(Beginning of Excerpted text)

May 25, 2006

Ritalin Causes Cancer?

An eye-opening study from some Texans.

18  kids, newly diagnosed with ADHD, started the study, only 12 finished.  They showed up on day 1, and blood was taken.  The kids were then given Ritalin (methylphenidate) 20-54mg/d, as part of ordinary treatment, for three weeks.  At the end of three weeks, another blood sample was taken.  The bloods were evaluated for cytogenetic abnormalities. 

In every single case, the frequency of chromosomal aberrations, sister chromatid exchanges (SCE), micronuclei, and nucleoplasmic bridges were all dramatically higher than at baseline.  Not a little higher-- massively higher.

Cytogenetic Abnormalities due to ritalin

The authors had, in their introduction, summarized the absence of substantial evidence (or actually even studies) for carcinogenicity or mutagenicity, except one long term (2 year) high dose study in rodents-- it gave them hepatocellular carcinoma.  But there has been nothing done in humans.

There are some problems with the study, beyond the obvious small sample size.

(End of Excerpted text)

[Required action 1]:
Can you duplicate the Ritalin post, everything from "May 25, 2006" down to "higher-- massively higher."?
[Required action 2]:
In the Ritalin post, how many of the children who started the study finished it?
Rely solely on the Ritalin post for what follows.

(Beginning of Information)

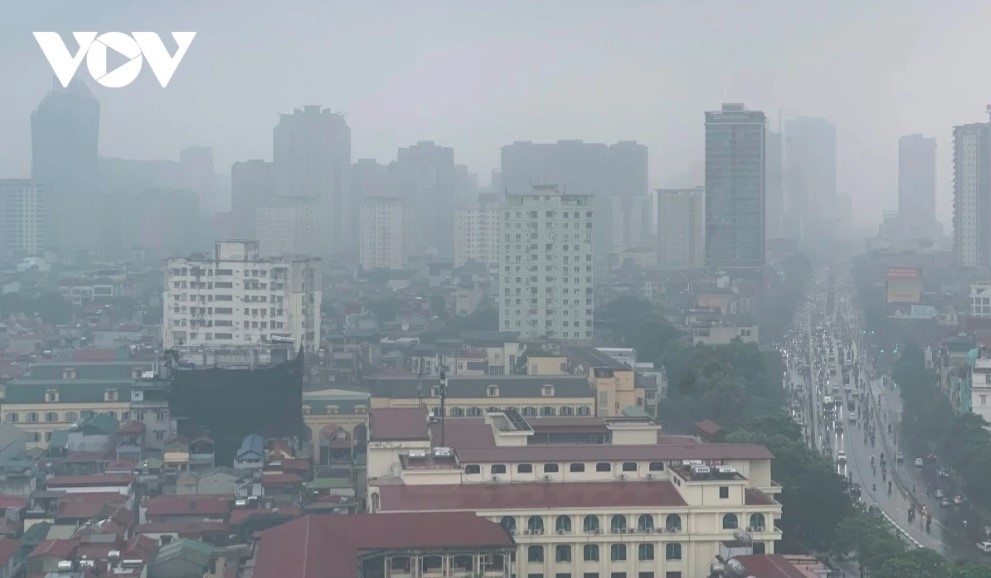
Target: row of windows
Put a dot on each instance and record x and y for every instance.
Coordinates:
(618, 524)
(592, 553)
(577, 467)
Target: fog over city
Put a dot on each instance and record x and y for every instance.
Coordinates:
(478, 75)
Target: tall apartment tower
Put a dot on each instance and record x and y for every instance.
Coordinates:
(382, 234)
(65, 136)
(312, 157)
(252, 186)
(476, 231)
(681, 228)
(23, 217)
(234, 297)
(734, 187)
(972, 194)
(546, 265)
(917, 185)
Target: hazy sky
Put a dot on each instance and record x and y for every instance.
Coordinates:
(476, 75)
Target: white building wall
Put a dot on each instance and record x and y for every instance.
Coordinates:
(546, 265)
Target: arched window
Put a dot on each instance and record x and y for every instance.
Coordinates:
(731, 522)
(535, 524)
(757, 521)
(645, 523)
(618, 524)
(591, 524)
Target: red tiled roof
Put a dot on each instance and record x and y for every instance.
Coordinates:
(307, 547)
(61, 549)
(770, 566)
(8, 547)
(281, 479)
(529, 496)
(95, 480)
(219, 505)
(398, 423)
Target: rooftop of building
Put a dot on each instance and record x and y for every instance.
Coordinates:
(308, 547)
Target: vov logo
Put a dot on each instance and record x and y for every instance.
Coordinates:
(136, 48)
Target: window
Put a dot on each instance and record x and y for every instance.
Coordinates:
(591, 524)
(645, 523)
(757, 522)
(730, 522)
(618, 524)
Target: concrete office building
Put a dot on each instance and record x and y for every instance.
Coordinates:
(681, 228)
(546, 264)
(312, 157)
(382, 234)
(972, 194)
(24, 217)
(235, 297)
(917, 186)
(476, 231)
(734, 187)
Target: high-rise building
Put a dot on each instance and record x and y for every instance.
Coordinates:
(972, 194)
(312, 157)
(774, 199)
(809, 177)
(65, 136)
(546, 264)
(681, 228)
(586, 168)
(288, 227)
(476, 231)
(382, 234)
(252, 186)
(24, 217)
(917, 185)
(214, 299)
(734, 187)
(423, 176)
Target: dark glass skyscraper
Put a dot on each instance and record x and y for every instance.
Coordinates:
(734, 187)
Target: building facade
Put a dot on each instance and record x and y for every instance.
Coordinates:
(24, 217)
(546, 287)
(681, 228)
(476, 231)
(234, 297)
(734, 187)
(382, 234)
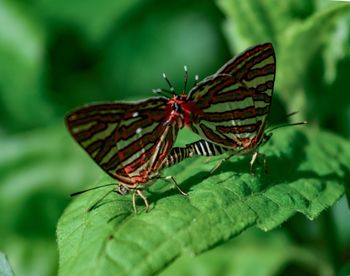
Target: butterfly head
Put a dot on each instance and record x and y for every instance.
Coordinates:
(122, 190)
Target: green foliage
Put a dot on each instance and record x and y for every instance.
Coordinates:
(5, 268)
(55, 55)
(304, 177)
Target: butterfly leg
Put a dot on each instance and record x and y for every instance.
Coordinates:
(220, 163)
(254, 158)
(140, 194)
(175, 184)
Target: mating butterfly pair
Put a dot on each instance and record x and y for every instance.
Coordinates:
(132, 142)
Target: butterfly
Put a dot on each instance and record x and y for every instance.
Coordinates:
(130, 141)
(230, 108)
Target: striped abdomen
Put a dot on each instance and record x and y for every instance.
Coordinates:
(198, 148)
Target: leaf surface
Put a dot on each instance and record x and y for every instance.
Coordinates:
(307, 170)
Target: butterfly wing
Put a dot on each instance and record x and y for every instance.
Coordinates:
(230, 108)
(129, 141)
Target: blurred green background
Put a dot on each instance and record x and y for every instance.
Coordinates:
(56, 55)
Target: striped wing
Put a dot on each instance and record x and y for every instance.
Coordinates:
(231, 107)
(129, 141)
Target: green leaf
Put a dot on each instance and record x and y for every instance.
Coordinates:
(252, 253)
(250, 22)
(38, 171)
(5, 268)
(307, 171)
(291, 27)
(22, 104)
(106, 14)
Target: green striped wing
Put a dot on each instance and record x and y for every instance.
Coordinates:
(230, 108)
(129, 141)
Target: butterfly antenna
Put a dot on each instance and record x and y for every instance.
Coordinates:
(186, 79)
(98, 202)
(285, 125)
(90, 189)
(163, 92)
(172, 89)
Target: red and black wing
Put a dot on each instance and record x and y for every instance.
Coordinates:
(129, 141)
(230, 108)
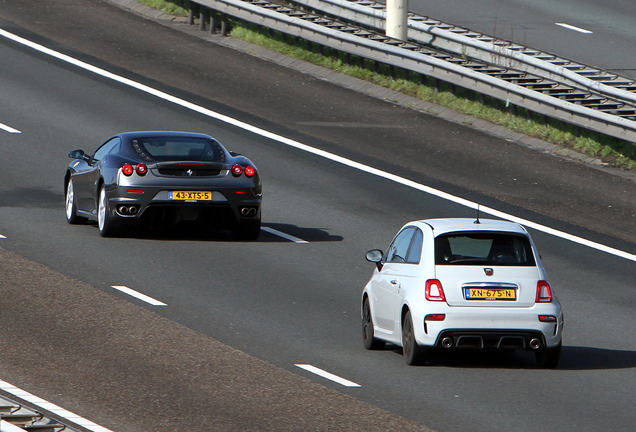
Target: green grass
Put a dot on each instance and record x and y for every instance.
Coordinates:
(611, 150)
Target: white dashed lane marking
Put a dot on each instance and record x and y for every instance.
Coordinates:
(283, 235)
(138, 295)
(327, 375)
(8, 129)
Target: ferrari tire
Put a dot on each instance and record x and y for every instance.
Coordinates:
(71, 205)
(369, 341)
(105, 221)
(414, 354)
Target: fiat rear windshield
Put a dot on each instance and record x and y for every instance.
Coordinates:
(483, 248)
(178, 149)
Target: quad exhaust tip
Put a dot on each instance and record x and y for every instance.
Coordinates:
(248, 211)
(127, 210)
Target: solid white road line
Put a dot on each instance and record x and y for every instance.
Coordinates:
(328, 375)
(138, 295)
(283, 235)
(8, 128)
(47, 406)
(578, 29)
(317, 152)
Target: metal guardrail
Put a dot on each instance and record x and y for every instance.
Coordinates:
(615, 120)
(476, 45)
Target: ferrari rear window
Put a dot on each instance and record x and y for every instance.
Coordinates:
(179, 149)
(480, 248)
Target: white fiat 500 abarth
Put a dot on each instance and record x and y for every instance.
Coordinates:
(461, 284)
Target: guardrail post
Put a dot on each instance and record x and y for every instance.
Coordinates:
(396, 19)
(202, 14)
(223, 25)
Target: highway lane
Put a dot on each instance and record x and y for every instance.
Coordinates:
(610, 32)
(297, 303)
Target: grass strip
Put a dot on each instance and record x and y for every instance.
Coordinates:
(610, 150)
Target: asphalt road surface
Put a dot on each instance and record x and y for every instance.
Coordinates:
(239, 316)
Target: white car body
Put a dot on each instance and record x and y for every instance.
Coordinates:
(520, 310)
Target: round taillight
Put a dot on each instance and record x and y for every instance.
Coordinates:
(237, 170)
(141, 169)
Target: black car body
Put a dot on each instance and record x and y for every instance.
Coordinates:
(163, 178)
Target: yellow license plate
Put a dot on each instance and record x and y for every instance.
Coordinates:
(490, 294)
(191, 196)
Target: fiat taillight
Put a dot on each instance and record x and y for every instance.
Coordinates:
(434, 290)
(141, 169)
(544, 292)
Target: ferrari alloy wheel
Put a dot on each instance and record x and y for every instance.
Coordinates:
(368, 339)
(413, 353)
(105, 221)
(71, 206)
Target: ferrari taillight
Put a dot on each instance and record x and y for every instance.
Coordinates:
(434, 290)
(237, 170)
(141, 169)
(250, 171)
(544, 292)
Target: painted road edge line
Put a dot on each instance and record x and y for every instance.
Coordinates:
(578, 29)
(315, 151)
(138, 295)
(327, 375)
(8, 128)
(52, 408)
(284, 235)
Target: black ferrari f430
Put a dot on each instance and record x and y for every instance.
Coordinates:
(162, 178)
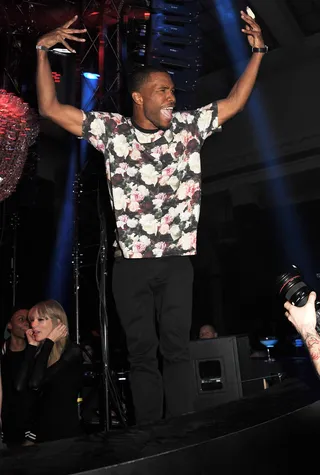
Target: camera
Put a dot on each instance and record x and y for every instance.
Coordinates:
(291, 287)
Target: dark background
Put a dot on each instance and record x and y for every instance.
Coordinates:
(241, 248)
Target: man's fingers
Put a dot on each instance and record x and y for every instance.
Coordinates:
(74, 38)
(312, 297)
(250, 32)
(69, 22)
(75, 31)
(67, 46)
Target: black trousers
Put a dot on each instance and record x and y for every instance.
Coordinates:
(154, 302)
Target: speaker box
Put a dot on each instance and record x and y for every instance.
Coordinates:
(223, 371)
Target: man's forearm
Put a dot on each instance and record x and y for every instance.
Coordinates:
(241, 91)
(312, 342)
(45, 85)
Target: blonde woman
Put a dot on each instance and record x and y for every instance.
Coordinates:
(53, 368)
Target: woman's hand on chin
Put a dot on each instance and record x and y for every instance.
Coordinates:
(30, 337)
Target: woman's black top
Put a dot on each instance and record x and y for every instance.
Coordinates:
(55, 413)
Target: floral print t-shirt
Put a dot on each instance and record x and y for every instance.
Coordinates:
(154, 179)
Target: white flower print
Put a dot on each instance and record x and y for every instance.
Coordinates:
(133, 206)
(149, 174)
(196, 212)
(164, 229)
(185, 216)
(97, 128)
(182, 191)
(174, 183)
(155, 185)
(145, 240)
(98, 144)
(138, 246)
(143, 190)
(195, 163)
(157, 252)
(121, 146)
(131, 171)
(175, 232)
(204, 120)
(119, 199)
(132, 223)
(149, 224)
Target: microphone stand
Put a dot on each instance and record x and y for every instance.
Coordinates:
(103, 316)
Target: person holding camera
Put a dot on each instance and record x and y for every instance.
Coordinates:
(304, 320)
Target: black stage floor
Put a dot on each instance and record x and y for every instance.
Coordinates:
(277, 431)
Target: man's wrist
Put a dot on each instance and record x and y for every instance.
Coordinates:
(308, 331)
(260, 49)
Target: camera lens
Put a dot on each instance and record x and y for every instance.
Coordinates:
(291, 287)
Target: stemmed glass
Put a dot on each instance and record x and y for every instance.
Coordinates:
(269, 342)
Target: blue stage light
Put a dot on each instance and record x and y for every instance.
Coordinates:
(91, 75)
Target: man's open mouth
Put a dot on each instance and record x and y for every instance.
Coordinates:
(167, 112)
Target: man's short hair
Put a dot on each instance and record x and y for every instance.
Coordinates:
(140, 75)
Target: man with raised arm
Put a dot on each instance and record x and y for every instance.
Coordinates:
(304, 320)
(153, 169)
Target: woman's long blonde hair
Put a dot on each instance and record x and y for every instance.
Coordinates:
(53, 310)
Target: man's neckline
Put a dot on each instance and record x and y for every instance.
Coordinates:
(141, 129)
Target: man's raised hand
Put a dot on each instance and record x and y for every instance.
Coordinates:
(60, 34)
(253, 31)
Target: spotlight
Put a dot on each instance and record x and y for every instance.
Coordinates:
(91, 75)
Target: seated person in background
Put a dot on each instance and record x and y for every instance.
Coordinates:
(304, 320)
(15, 405)
(53, 367)
(207, 331)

(End of Information)

[Written answer 1]:
May 25, 2006

Ritalin Causes Cancer?

An eye-opening study from some Texans.

18  kids, newly diagnosed with ADHD, started the study, only 12 finished.  They showed up on day 1, and blood was taken.  The kids were then given Ritalin (methylphenidate) 20-54mg/d, as part of ordinary treatment, for three weeks.  At the end of three weeks, another blood sample was taken.  The bloods were evaluated for cytogenetic abnormalities. 

In every single case, the frequency of chromosomal aberrations, sister chromatid exchanges (SCE), micronuclei, and nucleoplasmic bridges were all dramatically higher than at baseline.  Not a little higher-- massively higher.

[Written answer 2]:
12 of the 18 children finished.